▶ [Written request]: Rewrite all of the items below with "Spot all occurrences of" replaced by "Mark every instance of" wherever it appears, changing nothing else, and leave the pictures out.

───── Data provided ─────

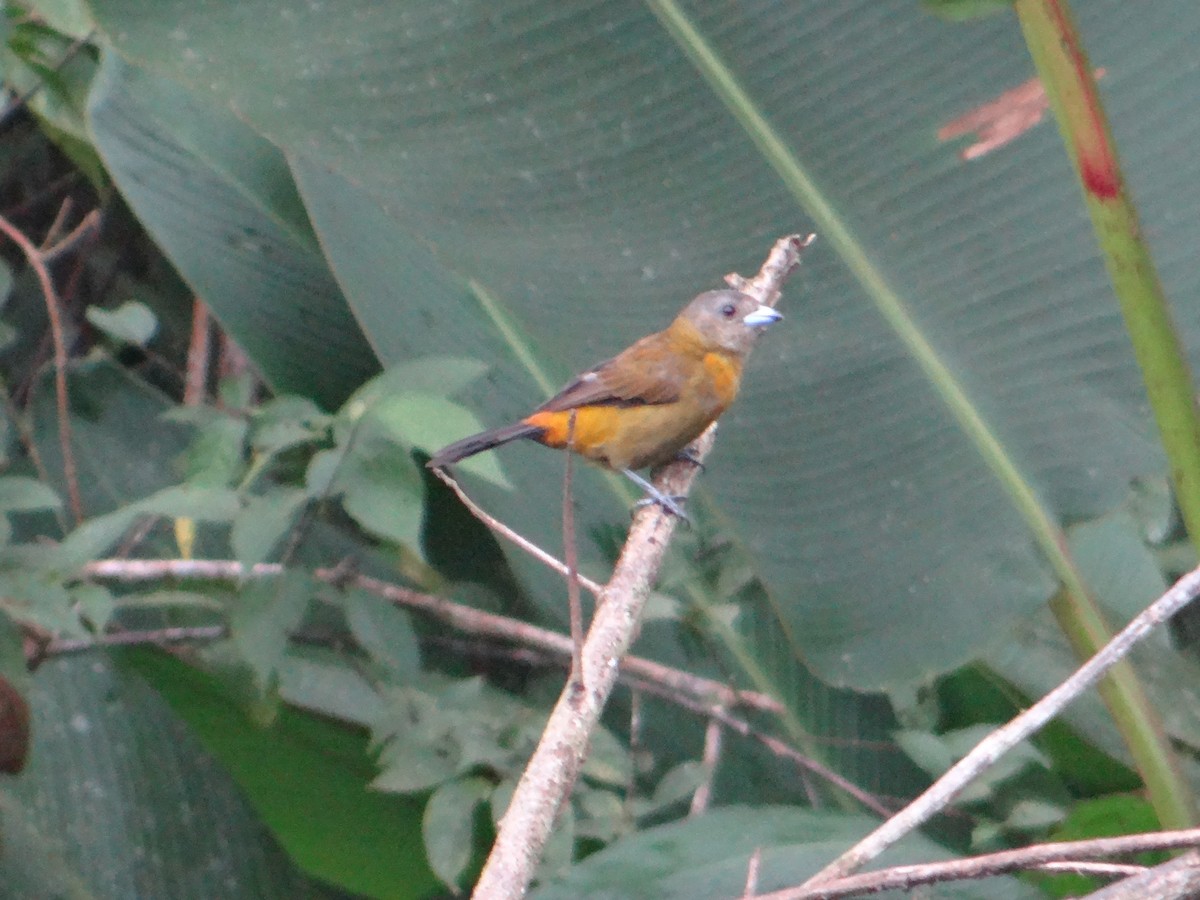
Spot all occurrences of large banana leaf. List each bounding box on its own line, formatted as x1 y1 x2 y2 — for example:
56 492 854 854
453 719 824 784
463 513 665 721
84 0 1200 686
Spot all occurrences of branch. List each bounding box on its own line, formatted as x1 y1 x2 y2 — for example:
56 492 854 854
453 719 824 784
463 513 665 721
755 828 1200 900
0 210 83 524
788 569 1200 896
83 559 782 714
473 426 716 900
473 235 811 900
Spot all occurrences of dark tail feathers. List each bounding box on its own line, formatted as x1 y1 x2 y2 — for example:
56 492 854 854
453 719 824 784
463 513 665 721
425 422 542 469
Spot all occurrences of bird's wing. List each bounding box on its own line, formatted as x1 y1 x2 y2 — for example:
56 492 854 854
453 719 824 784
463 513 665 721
536 332 686 413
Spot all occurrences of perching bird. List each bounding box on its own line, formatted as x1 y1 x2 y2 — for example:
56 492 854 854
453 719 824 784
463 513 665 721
428 290 782 516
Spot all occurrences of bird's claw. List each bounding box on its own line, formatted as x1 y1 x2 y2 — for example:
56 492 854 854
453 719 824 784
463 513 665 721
634 491 691 524
676 446 704 472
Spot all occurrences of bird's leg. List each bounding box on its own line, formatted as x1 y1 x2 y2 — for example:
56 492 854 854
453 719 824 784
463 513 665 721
676 446 704 472
622 469 689 522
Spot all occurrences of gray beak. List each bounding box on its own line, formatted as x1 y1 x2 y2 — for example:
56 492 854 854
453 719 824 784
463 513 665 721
742 305 784 328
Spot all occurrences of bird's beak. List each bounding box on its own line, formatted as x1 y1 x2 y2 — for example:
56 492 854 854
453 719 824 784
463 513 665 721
742 305 784 328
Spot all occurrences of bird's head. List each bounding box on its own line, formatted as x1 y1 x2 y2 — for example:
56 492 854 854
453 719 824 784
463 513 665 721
676 290 784 354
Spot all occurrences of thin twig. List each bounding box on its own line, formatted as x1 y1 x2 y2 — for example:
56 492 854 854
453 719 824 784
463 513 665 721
742 847 762 900
83 559 782 715
626 660 892 818
42 625 229 658
620 684 642 830
473 235 804 900
37 197 74 250
473 426 716 900
184 298 211 407
40 209 103 264
688 715 725 816
797 569 1200 896
0 29 96 128
431 469 604 596
1091 850 1200 900
0 210 83 524
757 828 1200 900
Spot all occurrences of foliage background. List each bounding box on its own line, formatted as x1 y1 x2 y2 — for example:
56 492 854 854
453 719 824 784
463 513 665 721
0 0 1200 896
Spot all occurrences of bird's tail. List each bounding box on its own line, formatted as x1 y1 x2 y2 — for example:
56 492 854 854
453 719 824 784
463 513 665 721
425 422 544 469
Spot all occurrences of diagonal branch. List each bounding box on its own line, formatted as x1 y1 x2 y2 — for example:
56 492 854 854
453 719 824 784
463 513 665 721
474 234 810 900
797 569 1200 896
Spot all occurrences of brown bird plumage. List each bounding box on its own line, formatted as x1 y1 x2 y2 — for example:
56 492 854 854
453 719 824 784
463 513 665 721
428 290 782 512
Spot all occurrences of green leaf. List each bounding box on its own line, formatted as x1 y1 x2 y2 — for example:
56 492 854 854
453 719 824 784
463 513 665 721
530 806 1038 900
280 653 383 727
342 589 421 683
421 778 492 890
122 650 437 900
920 0 1013 22
79 0 1200 691
71 584 116 634
0 475 62 512
84 300 158 347
370 394 512 490
0 654 318 900
88 54 377 406
355 356 487 406
184 415 248 487
635 760 704 816
229 487 308 565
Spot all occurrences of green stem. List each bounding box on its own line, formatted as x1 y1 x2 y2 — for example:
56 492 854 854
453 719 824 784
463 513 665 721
1015 0 1200 828
647 0 1200 827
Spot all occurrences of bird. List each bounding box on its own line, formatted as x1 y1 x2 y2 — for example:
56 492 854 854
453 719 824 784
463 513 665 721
426 289 782 518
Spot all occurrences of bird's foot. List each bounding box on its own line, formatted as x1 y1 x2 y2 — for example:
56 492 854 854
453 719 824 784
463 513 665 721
676 446 704 472
622 469 690 523
634 491 691 524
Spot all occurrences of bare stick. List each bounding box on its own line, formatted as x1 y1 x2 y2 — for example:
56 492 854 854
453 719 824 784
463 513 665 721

─────

▶ [Exercise solution]:
Mark every instance of large banana leaf. List each bounding box on its own line, formatted as x1 y1 x2 y2 — for example:
56 492 854 854
453 719 824 784
463 513 665 721
84 0 1200 686
Mark every instance of branch. List each bounding box on its own line, formatted as x1 y1 x2 y2 — for example:
56 492 854 854
453 719 824 784
463 513 665 721
755 828 1200 900
0 210 83 524
788 569 1200 896
83 559 782 714
473 426 716 900
473 235 811 900
Mark every instance of dark tail feathers. List each bounding box on its own line, formatted as x1 y1 x2 y2 — for example:
56 492 854 854
453 719 824 784
463 513 665 721
425 422 542 469
Mark every instance of bird's wing. List each bounding box on its own line, formatted as x1 y1 x2 y2 — for example:
56 492 854 854
453 719 824 784
463 513 665 721
536 332 686 413
Mark every instance of perching bird. List each bounding box on its own line, formatted as x1 y1 x2 y2 — for example:
56 492 854 854
453 719 824 784
463 513 665 721
428 290 782 516
Mark every instance of bird's claw. List each bounding box on its own line, formatted as x1 y1 x2 y2 — for example:
56 492 854 854
453 719 824 784
463 513 665 721
634 491 691 524
676 446 704 472
Mark every instance of bird's leg. List each bounding box on its own line, formatted as x1 y1 x2 y2 — for example:
56 492 854 854
453 719 824 784
463 513 665 721
676 446 704 472
622 469 689 522
Mark every instance of gray beak. List each bounding box on its own line, formatted as x1 y1 x2 y2 — for example:
56 492 854 854
453 719 824 784
463 513 665 721
742 305 784 328
Mark every instance of bird's beak. List each bounding box on its own line, formatted as x1 y1 x2 y2 — for example:
56 492 854 854
453 719 824 784
463 513 665 721
742 305 784 328
Mark every instance of bird's head. List each bounding box on its own line, formatted as x1 y1 x2 y2 — for example:
56 492 854 854
453 719 824 784
463 513 665 721
676 290 784 354
Mark every instance of thin twig. List each bounding box on its own line, formatted as x1 y1 x2 y2 — for example:
56 492 854 854
453 719 824 784
463 513 665 721
742 847 762 900
83 559 782 715
626 660 892 818
42 625 229 658
620 684 642 830
473 235 804 900
37 197 74 250
473 426 716 900
184 298 211 407
40 209 103 264
688 715 725 816
797 569 1200 896
0 29 96 128
431 469 604 596
1091 850 1200 900
0 210 83 524
757 828 1200 900
Mark every instance of foliage background. List each bounding box on its own line, formatted as x1 y1 x2 y2 — for example:
56 492 854 854
453 719 824 784
463 513 665 721
0 0 1200 896
Mark every instance of bird's tail. List each bounding box on its own line, formatted as x1 y1 x2 y2 — for example:
56 492 854 854
453 719 824 784
463 513 665 721
425 422 544 469
Mark every instance of diagonal branch. List each bounding box on its own line, formatted as x1 y1 x2 y2 — for example:
56 492 854 854
453 719 824 784
463 513 665 721
474 234 810 900
797 569 1200 896
Mark every instance of brown bird plumage. List each bounding box on its own line, formatted as x1 y1 x2 y2 — for example:
56 492 854 854
453 719 824 784
463 513 665 721
428 290 782 512
Mark every instance of green leaf. List each bounding box on its own line, formatted as x1 y1 x2 y2 — for example:
56 492 854 854
453 719 824 784
463 513 665 721
530 806 1038 900
280 653 383 727
342 589 421 683
421 778 492 890
122 650 437 900
920 0 1013 22
79 0 1200 691
71 584 116 634
0 475 62 512
84 300 158 347
370 394 512 490
0 654 318 900
88 54 377 406
355 356 487 406
184 415 248 487
635 760 704 816
229 487 308 565
Mark every instance of green stem. List each bounding box on its own line, formatted as x1 y1 x2 y2 — for example:
56 492 854 854
453 719 824 784
463 513 665 721
1015 0 1200 828
647 0 1200 827
Mark every instance of bird. List each bounding box on its own line, formatted as x1 y1 x2 y2 — for example:
56 492 854 854
453 719 824 784
463 513 665 721
426 289 782 518
Mark every instance of bird's foot. List each bounding box on its own line, formatted as x1 y1 x2 y2 — for example:
56 492 854 854
453 719 824 784
463 513 665 721
676 446 704 472
622 469 690 523
634 491 691 524
Mark every instance of bare stick. List each bounding box on its own line, formatted as x1 y1 x2 y2 — for example:
56 492 854 854
453 719 824 784
463 513 665 721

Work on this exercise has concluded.